(Assignment) Each line of the records containing "forearm" is to be copied out and returned.

*** Opening of Records for this task ***

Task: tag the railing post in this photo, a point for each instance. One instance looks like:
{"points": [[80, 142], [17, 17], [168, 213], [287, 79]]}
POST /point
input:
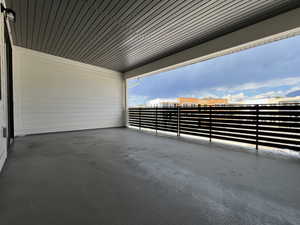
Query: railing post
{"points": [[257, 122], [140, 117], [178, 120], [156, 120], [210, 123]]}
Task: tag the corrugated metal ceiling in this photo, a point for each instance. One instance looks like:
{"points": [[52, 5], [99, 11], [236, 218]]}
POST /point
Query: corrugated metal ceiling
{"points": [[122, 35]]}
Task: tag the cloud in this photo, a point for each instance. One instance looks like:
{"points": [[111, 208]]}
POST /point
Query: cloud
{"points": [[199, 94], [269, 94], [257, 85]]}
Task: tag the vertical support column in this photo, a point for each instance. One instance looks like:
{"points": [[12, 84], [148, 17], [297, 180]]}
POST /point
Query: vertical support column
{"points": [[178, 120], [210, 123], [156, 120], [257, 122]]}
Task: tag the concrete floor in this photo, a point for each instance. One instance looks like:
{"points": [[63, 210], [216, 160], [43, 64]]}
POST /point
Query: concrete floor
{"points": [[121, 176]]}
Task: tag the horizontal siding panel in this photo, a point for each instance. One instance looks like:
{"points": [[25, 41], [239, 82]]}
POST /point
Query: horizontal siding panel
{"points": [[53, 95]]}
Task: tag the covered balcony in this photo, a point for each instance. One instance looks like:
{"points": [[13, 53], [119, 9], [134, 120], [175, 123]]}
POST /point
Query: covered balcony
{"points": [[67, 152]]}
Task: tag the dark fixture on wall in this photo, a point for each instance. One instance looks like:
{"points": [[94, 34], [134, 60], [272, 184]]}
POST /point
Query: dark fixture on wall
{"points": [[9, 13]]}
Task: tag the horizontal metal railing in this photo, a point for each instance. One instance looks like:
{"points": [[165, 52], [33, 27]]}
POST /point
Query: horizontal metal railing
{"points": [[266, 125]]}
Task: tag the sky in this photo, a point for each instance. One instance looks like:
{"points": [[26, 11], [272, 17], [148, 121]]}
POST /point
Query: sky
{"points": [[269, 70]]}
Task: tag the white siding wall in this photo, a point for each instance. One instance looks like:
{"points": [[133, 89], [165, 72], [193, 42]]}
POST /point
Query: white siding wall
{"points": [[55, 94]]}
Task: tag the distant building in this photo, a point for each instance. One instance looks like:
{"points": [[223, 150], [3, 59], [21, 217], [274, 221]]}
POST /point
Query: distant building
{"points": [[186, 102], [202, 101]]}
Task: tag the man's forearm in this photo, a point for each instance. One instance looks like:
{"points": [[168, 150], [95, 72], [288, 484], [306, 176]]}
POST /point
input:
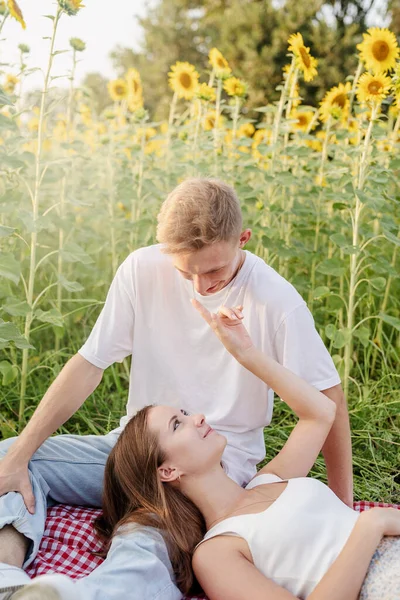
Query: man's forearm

*** Close of Records for this task ***
*** Opening of Records for this task ***

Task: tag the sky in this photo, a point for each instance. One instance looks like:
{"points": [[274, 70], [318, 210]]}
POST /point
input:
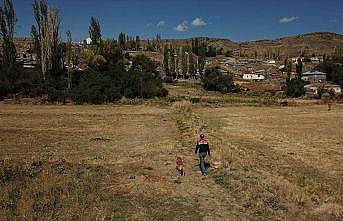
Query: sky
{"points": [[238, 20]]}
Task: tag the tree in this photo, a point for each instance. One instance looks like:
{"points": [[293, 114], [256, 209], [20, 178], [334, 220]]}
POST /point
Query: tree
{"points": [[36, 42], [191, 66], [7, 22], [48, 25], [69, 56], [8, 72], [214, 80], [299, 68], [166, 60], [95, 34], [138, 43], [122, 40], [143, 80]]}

*** Close of Records for this task ***
*** Opening of Records for this task ***

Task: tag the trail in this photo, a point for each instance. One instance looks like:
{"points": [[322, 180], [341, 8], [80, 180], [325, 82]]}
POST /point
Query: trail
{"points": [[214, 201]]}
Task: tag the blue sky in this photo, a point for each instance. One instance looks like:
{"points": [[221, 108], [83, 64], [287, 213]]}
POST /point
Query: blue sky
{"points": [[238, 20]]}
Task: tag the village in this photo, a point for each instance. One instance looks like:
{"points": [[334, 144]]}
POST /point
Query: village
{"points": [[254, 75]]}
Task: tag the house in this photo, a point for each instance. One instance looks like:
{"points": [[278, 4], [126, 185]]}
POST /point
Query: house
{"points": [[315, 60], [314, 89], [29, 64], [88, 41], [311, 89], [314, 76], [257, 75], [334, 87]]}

*** Close of Records for this task ***

(Task output)
Task: tag the man's forearm in this photo, a point for each instance. One instance looks like:
Query: man's forearm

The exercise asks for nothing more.